>> begin

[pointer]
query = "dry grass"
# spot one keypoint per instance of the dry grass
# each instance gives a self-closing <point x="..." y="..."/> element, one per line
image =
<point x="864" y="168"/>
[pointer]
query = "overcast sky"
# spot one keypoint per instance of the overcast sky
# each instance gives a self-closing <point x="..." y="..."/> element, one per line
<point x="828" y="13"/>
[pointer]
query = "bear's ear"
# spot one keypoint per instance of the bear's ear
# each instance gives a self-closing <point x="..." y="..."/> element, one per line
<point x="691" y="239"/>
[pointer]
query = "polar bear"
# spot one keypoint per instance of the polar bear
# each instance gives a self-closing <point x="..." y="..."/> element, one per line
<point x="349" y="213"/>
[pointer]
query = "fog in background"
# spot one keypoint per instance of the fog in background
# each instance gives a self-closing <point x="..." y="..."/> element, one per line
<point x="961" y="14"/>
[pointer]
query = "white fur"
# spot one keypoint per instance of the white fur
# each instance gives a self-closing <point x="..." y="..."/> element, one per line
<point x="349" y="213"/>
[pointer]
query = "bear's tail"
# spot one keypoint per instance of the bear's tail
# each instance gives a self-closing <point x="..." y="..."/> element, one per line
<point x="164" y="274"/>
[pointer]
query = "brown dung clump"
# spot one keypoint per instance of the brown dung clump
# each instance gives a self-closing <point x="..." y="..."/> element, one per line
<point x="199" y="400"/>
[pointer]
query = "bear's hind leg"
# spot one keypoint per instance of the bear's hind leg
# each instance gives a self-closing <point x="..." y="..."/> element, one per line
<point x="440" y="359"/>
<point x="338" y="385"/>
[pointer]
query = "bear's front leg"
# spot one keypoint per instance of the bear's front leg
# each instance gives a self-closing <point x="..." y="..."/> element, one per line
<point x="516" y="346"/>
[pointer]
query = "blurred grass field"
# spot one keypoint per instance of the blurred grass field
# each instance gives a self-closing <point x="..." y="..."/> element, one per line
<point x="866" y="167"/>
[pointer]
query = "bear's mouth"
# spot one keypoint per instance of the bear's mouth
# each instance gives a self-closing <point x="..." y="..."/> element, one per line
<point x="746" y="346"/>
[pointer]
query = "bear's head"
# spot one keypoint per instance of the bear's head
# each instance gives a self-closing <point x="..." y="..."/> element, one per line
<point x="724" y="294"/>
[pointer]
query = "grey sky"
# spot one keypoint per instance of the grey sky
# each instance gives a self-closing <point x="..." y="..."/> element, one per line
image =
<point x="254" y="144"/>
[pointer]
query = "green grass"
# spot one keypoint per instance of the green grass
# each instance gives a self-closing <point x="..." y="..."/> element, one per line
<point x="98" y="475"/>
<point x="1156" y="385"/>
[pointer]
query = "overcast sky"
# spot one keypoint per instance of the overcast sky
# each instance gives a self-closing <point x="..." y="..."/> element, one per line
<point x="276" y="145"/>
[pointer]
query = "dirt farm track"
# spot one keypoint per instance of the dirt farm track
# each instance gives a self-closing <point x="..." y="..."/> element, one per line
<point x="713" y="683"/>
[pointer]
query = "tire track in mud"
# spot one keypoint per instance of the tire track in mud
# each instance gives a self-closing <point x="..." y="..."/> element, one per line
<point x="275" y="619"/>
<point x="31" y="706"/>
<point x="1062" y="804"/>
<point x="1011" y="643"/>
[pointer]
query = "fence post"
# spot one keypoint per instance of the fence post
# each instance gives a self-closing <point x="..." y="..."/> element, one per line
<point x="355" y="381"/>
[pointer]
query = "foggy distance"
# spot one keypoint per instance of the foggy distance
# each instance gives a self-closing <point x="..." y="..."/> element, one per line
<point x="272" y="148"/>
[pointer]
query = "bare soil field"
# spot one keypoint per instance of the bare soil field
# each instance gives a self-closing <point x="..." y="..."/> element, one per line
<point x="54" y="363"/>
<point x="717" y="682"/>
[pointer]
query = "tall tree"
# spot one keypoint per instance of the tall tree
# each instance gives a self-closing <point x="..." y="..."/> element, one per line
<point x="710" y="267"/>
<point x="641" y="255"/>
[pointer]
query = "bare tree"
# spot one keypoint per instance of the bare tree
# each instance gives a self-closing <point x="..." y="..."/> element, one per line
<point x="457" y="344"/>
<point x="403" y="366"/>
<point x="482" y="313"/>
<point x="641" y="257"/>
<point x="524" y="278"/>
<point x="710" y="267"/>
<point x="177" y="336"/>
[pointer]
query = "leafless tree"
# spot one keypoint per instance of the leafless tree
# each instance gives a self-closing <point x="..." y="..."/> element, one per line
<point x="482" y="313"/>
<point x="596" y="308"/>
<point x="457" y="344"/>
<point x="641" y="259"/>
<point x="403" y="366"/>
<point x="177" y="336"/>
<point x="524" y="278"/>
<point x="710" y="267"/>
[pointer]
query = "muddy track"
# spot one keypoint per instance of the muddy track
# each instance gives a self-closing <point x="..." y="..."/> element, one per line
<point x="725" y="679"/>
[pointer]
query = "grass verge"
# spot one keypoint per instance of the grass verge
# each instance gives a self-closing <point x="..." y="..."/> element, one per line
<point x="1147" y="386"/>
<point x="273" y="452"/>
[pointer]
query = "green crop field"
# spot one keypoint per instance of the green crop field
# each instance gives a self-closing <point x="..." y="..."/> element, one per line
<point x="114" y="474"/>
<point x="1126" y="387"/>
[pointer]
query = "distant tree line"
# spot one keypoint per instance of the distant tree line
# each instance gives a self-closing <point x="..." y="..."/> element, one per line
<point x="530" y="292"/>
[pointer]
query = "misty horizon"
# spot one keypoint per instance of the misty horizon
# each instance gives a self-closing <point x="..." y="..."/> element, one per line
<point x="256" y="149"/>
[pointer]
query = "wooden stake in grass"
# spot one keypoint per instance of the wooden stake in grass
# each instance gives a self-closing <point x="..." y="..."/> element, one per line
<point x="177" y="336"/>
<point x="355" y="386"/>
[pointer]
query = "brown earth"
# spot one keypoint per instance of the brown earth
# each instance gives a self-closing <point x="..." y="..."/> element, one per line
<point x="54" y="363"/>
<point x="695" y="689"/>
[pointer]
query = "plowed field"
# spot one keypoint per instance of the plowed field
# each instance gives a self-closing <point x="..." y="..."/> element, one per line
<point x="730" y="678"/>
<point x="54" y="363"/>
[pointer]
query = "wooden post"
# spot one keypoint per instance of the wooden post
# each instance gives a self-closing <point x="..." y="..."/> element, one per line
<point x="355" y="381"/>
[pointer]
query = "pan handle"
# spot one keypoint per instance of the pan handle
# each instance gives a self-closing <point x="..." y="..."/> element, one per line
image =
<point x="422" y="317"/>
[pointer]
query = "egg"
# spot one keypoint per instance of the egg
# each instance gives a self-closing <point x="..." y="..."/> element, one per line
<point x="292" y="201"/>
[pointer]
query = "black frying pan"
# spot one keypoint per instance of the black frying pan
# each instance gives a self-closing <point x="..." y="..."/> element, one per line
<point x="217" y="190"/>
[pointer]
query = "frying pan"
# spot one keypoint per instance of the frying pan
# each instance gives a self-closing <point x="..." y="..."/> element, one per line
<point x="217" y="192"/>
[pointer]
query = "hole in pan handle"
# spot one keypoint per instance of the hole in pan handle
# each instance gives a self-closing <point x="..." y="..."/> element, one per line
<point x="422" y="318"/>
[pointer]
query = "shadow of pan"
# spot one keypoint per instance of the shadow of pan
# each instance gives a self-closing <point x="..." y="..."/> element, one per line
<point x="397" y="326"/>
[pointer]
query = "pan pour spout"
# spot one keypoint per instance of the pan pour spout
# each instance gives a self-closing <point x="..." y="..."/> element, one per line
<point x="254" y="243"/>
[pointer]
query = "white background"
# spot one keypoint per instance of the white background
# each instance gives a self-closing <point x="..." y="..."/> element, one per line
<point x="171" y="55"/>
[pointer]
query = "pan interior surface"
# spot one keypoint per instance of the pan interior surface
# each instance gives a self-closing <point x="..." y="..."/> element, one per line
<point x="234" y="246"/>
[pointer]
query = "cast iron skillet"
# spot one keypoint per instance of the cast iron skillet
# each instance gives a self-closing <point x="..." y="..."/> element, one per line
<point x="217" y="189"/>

>> end

TASK TO COMPLETE: Return every line from the rows above that contains the word "background", copying each such line without alteration.

SOLUTION BELOW:
query = "fog in background"
# spot one keypoint per instance of the fog in background
query = "white background"
# spot one keypoint per instance of the white background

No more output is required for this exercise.